*Short exercise*: Write out the rows again, requests included, starting at the first row and ending at the line containing "<point>578,412</point>". Add 24 to every coordinate in the answer points, and leave the numbers in the requests and their sample points unchanged.

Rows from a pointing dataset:

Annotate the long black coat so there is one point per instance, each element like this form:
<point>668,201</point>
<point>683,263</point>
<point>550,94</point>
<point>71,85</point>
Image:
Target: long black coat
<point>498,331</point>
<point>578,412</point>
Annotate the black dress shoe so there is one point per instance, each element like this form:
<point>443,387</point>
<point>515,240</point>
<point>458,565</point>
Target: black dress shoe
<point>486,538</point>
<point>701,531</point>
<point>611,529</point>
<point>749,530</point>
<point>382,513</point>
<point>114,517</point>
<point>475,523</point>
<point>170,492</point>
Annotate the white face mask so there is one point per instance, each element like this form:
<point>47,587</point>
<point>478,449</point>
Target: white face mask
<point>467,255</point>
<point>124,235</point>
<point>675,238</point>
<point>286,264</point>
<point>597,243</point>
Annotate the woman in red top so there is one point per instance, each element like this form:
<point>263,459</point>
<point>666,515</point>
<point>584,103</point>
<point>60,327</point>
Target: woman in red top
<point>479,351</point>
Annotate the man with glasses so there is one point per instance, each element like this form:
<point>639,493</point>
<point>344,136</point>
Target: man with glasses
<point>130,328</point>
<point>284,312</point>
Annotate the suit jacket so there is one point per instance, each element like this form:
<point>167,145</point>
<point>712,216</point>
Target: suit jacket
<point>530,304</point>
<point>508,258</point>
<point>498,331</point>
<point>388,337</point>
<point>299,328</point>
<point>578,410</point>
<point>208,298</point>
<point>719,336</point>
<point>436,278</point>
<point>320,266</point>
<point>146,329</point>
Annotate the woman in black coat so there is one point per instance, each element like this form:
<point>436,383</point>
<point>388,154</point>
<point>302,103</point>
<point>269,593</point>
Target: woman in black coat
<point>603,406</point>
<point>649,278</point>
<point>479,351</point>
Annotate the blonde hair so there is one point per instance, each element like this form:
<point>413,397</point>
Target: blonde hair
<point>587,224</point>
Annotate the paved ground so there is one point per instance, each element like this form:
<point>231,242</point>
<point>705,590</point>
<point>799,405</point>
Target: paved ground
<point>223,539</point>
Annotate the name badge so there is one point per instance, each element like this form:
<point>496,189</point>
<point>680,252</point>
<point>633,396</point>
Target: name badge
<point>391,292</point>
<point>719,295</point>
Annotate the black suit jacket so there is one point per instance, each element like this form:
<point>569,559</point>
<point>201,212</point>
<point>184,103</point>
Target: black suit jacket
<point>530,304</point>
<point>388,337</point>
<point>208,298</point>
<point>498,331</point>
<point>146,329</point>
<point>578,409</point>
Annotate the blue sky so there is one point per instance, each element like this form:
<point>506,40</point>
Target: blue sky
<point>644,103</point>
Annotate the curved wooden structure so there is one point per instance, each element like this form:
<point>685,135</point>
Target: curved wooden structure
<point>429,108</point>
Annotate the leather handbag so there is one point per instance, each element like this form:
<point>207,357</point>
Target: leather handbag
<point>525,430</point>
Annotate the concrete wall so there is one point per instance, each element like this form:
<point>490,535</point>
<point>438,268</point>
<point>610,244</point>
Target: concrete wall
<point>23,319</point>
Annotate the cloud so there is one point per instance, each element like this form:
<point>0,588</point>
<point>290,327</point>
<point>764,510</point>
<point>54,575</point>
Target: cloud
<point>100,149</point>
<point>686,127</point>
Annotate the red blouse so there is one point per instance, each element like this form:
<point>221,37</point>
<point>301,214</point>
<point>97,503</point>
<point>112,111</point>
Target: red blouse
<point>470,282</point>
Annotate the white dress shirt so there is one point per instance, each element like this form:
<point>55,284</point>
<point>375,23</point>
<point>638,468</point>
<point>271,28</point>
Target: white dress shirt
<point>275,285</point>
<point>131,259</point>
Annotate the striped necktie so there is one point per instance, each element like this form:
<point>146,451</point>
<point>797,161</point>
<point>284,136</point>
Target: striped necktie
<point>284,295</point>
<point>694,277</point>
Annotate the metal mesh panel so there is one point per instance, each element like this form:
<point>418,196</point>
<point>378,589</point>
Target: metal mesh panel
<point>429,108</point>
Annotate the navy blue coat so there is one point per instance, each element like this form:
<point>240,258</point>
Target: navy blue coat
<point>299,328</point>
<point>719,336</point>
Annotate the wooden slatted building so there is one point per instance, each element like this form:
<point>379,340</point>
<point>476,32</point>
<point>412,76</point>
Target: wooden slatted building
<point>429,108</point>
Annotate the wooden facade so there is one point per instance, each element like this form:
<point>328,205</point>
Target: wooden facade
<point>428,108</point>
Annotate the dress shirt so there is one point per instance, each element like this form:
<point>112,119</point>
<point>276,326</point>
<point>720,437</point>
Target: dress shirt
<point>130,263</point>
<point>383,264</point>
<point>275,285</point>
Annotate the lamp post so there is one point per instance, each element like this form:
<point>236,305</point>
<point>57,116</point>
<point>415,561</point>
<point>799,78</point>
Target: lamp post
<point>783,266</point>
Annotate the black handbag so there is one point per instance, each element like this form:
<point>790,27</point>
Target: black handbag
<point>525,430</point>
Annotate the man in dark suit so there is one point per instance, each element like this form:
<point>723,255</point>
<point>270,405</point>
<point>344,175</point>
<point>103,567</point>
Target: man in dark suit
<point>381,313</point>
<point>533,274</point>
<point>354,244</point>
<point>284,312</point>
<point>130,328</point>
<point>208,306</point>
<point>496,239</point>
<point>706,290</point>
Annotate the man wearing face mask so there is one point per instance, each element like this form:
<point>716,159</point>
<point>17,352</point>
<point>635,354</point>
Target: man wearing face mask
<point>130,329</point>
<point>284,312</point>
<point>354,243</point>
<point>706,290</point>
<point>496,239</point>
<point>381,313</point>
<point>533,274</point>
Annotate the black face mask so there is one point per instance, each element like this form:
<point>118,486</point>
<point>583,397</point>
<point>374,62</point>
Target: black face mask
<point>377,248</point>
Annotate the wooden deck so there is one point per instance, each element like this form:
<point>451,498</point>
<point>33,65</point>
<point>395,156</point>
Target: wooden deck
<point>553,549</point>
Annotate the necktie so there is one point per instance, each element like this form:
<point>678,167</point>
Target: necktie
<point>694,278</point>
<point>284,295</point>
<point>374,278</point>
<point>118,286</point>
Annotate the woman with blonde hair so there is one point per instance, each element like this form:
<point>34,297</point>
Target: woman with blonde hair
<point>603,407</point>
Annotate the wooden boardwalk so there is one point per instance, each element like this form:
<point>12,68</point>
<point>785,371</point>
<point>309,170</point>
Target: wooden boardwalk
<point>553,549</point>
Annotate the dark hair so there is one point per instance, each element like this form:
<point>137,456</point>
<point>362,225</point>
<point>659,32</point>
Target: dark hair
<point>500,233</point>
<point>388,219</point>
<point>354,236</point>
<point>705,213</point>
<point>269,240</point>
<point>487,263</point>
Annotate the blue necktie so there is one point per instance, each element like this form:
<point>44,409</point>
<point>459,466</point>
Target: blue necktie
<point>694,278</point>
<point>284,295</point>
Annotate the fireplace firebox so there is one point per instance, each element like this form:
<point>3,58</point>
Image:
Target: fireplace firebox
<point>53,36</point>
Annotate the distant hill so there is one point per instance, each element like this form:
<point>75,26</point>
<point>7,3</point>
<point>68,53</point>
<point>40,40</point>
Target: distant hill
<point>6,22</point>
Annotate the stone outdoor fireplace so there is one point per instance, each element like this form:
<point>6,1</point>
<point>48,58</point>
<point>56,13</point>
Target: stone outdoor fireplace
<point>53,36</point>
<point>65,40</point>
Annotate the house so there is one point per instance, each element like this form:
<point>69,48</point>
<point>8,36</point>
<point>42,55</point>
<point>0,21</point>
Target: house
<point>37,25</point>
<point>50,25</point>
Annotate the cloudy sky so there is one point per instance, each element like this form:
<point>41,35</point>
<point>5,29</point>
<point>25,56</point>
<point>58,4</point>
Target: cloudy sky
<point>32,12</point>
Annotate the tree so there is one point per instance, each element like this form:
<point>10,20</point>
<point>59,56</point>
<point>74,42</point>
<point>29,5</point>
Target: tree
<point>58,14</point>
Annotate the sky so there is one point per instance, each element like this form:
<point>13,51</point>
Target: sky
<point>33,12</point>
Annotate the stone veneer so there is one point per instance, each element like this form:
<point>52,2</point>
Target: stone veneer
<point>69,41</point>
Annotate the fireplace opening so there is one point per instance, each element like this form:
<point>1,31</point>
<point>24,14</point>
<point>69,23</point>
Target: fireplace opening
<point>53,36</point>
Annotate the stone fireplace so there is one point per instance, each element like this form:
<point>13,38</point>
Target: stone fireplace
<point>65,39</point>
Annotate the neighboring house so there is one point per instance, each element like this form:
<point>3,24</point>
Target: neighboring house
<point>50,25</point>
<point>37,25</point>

*Answer*:
Annotate the long black coat so there is one point per instance, each element like this form:
<point>668,201</point>
<point>683,263</point>
<point>550,94</point>
<point>71,85</point>
Image:
Target: long black coat
<point>522,355</point>
<point>602,436</point>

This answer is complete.